■ Task instructions
Find all lines in the listing that include the word "below", then copy them.
::::
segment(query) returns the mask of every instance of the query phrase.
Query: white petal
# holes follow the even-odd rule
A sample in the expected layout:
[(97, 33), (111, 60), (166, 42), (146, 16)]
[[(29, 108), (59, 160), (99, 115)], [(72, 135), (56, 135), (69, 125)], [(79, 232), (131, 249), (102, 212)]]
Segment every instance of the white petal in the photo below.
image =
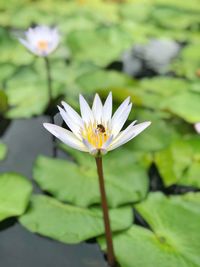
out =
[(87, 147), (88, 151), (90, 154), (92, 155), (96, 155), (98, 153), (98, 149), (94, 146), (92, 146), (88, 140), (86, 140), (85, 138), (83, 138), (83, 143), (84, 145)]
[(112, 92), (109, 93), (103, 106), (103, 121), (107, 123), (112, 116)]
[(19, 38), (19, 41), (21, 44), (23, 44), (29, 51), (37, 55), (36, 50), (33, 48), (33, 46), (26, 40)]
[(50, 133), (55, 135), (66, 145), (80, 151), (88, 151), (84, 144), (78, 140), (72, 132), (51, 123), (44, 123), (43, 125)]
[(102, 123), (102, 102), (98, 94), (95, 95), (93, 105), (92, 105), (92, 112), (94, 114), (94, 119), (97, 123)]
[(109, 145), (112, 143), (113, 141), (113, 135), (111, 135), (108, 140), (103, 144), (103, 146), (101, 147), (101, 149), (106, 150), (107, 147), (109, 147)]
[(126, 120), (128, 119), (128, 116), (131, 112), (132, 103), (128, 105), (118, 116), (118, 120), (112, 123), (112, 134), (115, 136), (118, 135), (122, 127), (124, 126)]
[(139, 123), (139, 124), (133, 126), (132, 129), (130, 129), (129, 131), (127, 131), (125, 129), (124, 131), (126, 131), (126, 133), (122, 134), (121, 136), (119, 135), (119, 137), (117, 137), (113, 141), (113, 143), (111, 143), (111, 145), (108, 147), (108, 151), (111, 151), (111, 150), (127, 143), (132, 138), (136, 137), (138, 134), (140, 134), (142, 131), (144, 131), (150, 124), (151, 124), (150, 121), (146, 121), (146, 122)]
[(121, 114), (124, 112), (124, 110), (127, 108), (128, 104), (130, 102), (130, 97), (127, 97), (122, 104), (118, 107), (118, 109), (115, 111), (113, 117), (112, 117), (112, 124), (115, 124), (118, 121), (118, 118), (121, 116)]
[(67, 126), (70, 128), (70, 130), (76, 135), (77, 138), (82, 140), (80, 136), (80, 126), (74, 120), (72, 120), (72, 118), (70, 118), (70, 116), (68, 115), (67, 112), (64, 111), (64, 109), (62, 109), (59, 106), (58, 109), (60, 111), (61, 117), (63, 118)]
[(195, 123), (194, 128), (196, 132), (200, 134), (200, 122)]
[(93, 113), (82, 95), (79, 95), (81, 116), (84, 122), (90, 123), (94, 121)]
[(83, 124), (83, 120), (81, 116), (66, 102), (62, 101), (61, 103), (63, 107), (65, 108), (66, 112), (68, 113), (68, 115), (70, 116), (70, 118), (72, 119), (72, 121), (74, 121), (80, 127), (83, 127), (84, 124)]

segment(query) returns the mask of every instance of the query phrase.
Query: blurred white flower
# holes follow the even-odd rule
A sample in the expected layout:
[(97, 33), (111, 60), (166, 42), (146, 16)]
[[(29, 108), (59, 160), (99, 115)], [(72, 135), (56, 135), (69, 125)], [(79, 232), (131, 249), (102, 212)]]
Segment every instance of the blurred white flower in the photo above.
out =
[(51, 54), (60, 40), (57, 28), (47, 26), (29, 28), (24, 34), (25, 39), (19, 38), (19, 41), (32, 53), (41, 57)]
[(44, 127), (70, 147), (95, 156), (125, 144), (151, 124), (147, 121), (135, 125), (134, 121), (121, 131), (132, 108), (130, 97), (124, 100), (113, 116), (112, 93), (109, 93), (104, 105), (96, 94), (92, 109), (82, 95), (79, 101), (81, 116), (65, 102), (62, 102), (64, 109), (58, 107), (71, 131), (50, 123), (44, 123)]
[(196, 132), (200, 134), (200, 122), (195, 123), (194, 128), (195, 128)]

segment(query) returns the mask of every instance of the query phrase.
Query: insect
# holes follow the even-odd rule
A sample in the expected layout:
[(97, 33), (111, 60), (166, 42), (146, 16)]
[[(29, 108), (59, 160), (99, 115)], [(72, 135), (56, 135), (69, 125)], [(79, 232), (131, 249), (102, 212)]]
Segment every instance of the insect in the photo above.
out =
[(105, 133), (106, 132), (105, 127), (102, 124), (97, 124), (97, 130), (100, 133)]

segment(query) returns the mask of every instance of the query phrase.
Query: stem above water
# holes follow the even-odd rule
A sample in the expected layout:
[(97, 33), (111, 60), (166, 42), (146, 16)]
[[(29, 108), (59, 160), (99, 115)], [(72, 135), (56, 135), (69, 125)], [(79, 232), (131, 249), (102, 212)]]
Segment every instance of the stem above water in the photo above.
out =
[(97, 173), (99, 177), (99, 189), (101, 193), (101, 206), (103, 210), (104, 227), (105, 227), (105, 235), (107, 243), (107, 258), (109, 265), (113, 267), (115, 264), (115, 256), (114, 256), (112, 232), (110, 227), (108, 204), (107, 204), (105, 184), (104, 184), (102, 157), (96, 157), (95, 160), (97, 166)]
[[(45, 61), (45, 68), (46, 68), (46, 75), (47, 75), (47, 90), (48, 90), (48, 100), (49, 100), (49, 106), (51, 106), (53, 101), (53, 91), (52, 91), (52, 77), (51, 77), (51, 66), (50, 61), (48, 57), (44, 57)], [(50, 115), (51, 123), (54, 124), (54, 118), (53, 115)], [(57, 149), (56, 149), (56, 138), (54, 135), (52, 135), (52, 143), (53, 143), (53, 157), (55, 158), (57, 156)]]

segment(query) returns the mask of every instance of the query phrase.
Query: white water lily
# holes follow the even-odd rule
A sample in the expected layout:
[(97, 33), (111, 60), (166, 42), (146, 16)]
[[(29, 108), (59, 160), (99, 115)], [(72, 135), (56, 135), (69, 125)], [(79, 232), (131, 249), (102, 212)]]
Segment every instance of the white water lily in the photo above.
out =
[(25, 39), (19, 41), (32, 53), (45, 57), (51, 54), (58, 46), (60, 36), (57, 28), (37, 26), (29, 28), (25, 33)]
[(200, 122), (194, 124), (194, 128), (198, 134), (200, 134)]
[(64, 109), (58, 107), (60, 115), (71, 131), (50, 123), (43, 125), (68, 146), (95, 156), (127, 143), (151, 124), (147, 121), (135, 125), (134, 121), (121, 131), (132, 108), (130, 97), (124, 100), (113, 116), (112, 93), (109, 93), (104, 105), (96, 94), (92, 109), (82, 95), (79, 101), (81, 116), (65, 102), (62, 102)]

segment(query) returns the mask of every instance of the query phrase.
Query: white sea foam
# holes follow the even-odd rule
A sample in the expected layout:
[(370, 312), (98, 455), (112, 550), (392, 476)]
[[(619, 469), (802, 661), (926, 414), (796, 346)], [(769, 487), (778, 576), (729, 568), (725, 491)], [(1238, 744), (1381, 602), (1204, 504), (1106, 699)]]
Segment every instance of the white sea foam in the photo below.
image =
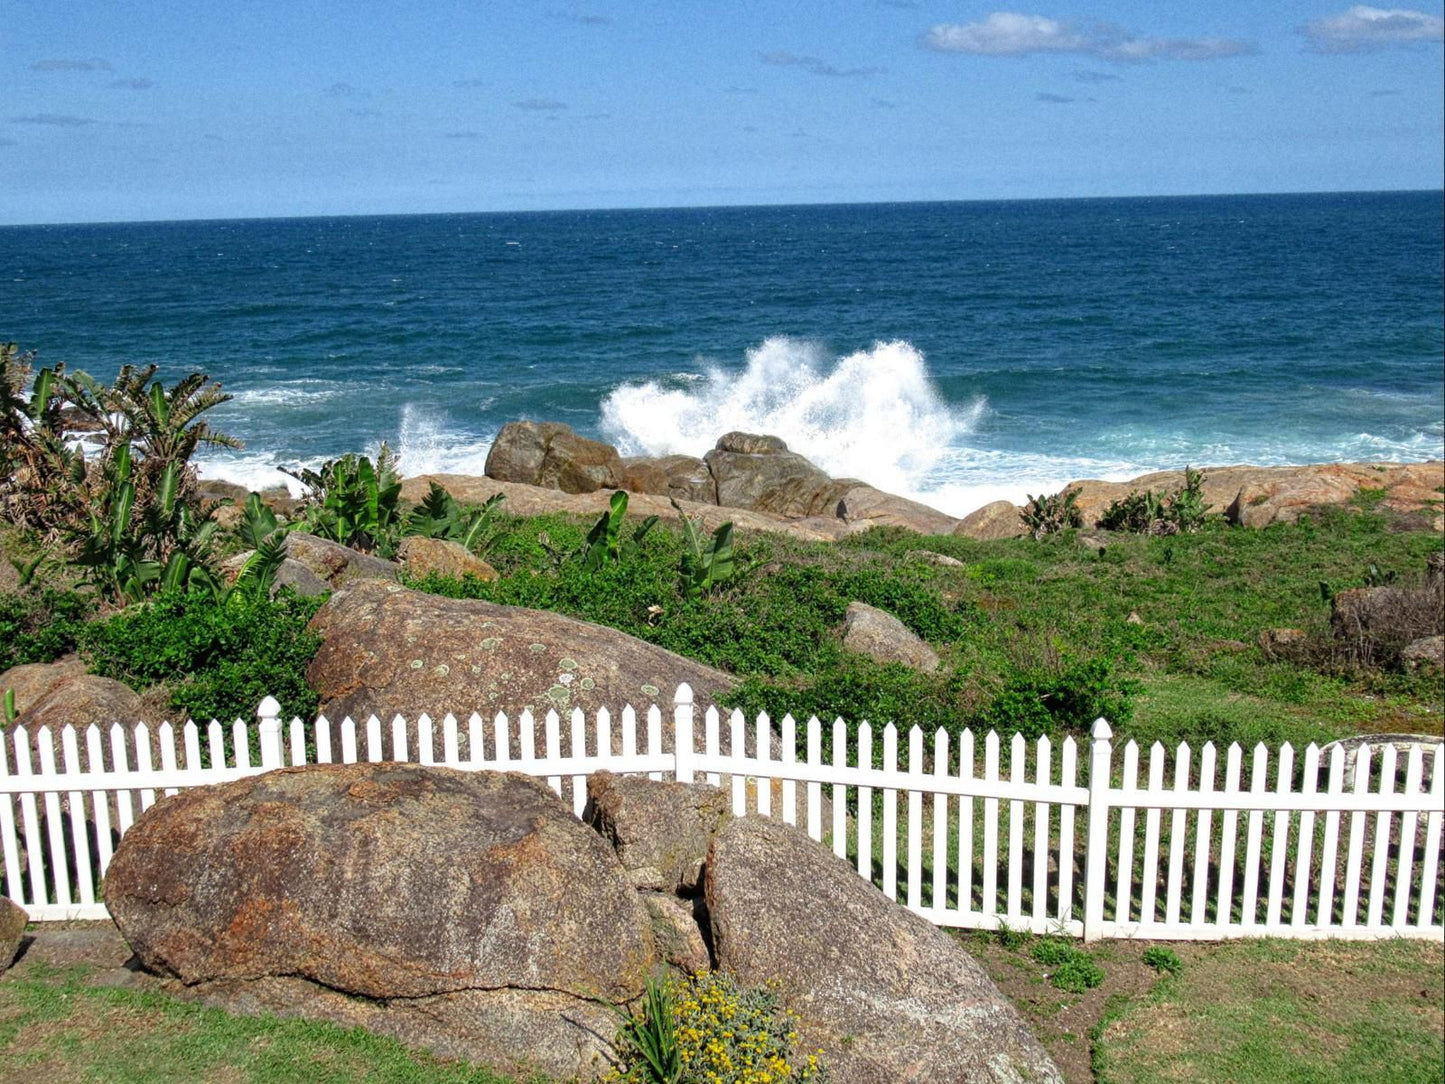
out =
::::
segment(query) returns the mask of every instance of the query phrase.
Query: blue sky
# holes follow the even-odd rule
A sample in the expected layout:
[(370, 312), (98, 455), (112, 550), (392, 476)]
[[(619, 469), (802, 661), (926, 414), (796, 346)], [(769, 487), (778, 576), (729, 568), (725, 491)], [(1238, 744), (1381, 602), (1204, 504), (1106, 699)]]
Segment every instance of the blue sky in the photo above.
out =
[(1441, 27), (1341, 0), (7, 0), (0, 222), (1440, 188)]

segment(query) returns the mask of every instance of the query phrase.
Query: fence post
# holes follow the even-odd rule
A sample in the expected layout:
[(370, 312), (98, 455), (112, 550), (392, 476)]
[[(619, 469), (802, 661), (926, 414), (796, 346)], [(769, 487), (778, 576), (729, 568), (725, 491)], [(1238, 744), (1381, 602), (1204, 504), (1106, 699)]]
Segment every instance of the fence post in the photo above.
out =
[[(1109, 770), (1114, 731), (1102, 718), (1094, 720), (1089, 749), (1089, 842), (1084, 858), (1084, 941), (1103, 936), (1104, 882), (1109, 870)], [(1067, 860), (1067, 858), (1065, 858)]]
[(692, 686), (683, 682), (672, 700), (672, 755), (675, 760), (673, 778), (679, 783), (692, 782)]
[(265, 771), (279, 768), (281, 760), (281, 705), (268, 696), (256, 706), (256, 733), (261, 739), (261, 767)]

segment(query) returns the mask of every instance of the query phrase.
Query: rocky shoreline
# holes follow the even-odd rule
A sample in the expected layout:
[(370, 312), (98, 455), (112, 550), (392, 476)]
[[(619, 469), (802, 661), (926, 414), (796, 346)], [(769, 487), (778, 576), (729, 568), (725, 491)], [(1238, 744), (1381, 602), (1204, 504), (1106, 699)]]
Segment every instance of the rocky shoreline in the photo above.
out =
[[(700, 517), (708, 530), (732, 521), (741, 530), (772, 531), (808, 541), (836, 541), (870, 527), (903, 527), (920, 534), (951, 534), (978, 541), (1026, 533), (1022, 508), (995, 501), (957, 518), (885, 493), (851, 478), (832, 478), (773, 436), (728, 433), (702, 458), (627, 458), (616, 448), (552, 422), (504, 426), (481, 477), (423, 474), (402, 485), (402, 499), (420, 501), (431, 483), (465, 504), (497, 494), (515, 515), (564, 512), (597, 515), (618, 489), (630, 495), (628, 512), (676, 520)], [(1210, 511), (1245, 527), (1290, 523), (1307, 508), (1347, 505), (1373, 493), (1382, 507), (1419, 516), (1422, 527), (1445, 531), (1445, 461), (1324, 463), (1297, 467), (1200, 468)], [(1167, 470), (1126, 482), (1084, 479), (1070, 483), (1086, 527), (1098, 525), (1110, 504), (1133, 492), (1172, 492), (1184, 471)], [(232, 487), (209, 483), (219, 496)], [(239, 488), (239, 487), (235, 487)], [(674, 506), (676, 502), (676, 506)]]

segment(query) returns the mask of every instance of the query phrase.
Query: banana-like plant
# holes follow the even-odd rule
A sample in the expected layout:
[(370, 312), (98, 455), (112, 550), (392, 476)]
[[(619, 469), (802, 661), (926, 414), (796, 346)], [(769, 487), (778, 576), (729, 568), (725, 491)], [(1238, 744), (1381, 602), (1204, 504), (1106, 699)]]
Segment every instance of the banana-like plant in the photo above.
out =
::::
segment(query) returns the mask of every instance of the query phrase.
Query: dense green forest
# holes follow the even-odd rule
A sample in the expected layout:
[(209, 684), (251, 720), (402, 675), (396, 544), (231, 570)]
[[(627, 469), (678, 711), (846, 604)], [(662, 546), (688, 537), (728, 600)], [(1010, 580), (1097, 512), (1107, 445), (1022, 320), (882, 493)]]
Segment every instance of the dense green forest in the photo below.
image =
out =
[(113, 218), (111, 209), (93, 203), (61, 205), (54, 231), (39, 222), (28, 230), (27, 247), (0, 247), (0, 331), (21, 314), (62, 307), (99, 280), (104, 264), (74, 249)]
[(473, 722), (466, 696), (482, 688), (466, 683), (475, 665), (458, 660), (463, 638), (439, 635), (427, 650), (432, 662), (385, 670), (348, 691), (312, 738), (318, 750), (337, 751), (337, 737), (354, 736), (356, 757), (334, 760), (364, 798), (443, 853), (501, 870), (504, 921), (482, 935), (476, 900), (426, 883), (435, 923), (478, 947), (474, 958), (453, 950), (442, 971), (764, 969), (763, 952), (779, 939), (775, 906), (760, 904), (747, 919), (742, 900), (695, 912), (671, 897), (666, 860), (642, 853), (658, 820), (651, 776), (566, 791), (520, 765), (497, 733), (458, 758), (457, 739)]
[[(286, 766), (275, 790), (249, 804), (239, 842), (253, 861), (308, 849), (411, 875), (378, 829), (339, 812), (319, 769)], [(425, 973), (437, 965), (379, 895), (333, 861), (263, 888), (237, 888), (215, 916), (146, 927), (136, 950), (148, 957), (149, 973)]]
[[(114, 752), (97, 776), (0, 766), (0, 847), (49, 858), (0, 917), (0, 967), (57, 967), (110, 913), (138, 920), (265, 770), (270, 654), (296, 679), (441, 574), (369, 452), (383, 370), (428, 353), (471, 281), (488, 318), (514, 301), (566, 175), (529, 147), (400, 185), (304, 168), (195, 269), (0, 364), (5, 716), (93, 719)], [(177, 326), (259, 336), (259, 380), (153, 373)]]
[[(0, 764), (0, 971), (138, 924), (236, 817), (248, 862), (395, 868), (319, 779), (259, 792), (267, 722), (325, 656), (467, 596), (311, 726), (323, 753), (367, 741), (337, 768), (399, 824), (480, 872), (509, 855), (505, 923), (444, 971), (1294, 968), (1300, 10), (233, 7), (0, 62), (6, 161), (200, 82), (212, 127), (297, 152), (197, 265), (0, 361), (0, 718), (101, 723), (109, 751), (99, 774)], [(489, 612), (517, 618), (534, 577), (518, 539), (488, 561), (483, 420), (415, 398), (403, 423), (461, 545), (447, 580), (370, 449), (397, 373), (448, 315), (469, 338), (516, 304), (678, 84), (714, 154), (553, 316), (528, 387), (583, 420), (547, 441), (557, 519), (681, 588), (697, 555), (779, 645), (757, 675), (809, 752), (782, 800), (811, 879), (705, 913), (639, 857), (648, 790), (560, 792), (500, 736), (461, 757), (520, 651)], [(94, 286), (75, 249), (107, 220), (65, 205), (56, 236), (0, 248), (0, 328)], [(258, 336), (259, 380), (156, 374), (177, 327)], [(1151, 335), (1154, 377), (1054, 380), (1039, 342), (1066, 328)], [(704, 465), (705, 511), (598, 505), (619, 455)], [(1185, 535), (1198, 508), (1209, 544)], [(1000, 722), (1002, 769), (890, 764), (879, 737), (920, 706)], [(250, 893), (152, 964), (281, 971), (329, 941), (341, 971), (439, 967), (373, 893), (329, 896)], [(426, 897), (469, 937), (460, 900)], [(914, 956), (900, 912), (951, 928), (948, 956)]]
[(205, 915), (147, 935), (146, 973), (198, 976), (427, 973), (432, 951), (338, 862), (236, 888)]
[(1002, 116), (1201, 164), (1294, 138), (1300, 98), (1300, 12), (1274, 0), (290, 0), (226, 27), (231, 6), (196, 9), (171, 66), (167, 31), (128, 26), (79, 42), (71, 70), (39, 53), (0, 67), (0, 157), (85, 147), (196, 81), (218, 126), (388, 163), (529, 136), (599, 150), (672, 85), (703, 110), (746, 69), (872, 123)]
::::
■ Completed exercise
Segment every instance of the white petal in the photo below.
Segment every instance of the white sea foam in the photo below.
Segment every instance of the dense green forest in the photo below.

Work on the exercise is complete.